— START OF Input rows —

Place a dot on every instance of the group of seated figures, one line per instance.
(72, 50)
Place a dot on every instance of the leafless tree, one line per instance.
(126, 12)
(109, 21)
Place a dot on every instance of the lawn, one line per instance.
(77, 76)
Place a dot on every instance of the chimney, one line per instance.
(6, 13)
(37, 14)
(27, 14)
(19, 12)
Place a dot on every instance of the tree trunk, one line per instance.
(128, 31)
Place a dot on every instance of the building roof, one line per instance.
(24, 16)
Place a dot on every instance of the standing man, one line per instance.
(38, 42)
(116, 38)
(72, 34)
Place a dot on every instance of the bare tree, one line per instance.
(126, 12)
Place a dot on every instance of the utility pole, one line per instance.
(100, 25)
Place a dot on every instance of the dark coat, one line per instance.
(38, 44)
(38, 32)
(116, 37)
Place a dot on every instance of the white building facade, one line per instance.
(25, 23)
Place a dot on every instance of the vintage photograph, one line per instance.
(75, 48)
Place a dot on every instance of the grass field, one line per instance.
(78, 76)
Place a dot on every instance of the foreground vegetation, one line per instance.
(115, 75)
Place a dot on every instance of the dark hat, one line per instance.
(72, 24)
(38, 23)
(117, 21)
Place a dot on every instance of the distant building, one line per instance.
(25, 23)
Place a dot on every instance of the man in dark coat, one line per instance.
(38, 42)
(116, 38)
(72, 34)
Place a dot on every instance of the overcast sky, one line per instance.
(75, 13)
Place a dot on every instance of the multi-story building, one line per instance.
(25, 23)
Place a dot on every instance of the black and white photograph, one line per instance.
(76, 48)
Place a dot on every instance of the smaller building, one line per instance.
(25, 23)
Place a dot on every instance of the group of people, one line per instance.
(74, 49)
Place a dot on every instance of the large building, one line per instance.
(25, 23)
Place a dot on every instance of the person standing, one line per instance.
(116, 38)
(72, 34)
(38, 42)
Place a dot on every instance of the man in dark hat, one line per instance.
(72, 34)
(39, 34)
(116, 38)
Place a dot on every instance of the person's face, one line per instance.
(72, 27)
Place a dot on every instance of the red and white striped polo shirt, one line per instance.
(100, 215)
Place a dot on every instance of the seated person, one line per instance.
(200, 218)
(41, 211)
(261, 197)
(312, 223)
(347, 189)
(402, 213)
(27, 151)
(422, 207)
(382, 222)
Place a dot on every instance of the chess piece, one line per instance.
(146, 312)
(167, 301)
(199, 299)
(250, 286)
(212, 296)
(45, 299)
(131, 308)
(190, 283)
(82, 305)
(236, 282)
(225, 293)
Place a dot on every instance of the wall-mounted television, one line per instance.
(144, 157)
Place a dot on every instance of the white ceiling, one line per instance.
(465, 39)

— END OF Input rows —

#### What the task asks:
Reproduce every one of the rows above verbatim, with no changes to wording, order, or punctuation.

#### Correct output:
Place a dot on every instance of the group of seated figures, one line per instance.
(72, 50)
Place a dot on every instance of the leafless tree, one line per instance.
(126, 12)
(109, 21)
Place a dot on every instance of the lawn, one line per instance.
(77, 76)
Place a dot on every instance of the chimney, one line per instance.
(6, 13)
(37, 14)
(27, 14)
(19, 12)
Place a dot on every instance of the tree trunk, one line per instance.
(128, 31)
Place a dot on every instance of the building roof, one line per instance.
(24, 16)
Place a dot on every instance of the standing man, one line per instance.
(38, 42)
(116, 38)
(72, 34)
Place a dot on every instance of the bare tree, one line per instance.
(126, 12)
Place a dot on every instance of the utility pole, one line per instance.
(100, 25)
Place a dot on every instance of the dark coat, one line per instance.
(38, 44)
(38, 32)
(116, 37)
Place a dot on every instance of the white building facade, one line per instance.
(25, 23)
Place a dot on every instance of the vintage photograph, one line per instance.
(75, 48)
Place a dot on every instance of the grass field, one line per instance.
(78, 76)
Place a dot on every instance of the foreground vegetation, one line per instance.
(115, 75)
Place a dot on every instance of the dark hat, one line per instance.
(72, 24)
(38, 23)
(117, 21)
Place a dot on every instance of the distant building, one line per instance.
(25, 23)
Place a dot on every instance of the man in dark coat, one line per instance.
(38, 42)
(116, 38)
(72, 34)
Place a dot on every instance of the overcast sky, one line per instance.
(75, 13)
Place a dot on every instance of the multi-story building, one line per instance.
(25, 23)
Place a dot on every instance of the black and white photograph, one line per instance.
(76, 48)
Place a dot on every instance of the smaller building, one line per instance.
(25, 23)
Place a dot on every instance of the group of people, one line per instance.
(74, 49)
Place a dot on every instance of the large building, one line per instance.
(25, 23)
Place a dot on every instance of the person standing, one line per instance.
(116, 38)
(72, 34)
(38, 42)
Place a dot on every instance of the man in dark hat, one line per instance.
(72, 34)
(39, 34)
(116, 38)
Place a dot on every instance of the person's face, one line per instance.
(72, 27)
Place a dot on every instance of the red and white striped polo shirt, one line per instance.
(100, 215)
Place a dot on every instance of the seated person, one line per instance.
(200, 218)
(41, 211)
(261, 197)
(312, 223)
(347, 189)
(402, 213)
(27, 151)
(422, 207)
(382, 222)
Place a dot on every instance of the chess piece, one line per instance.
(146, 312)
(167, 301)
(199, 299)
(250, 286)
(212, 296)
(45, 299)
(131, 308)
(190, 283)
(82, 305)
(236, 282)
(225, 293)
Place a dot on every instance of the wall-mounted television, one line per instance.
(144, 157)
Place a dot on every instance of the white ceiling, one line per instance.
(465, 39)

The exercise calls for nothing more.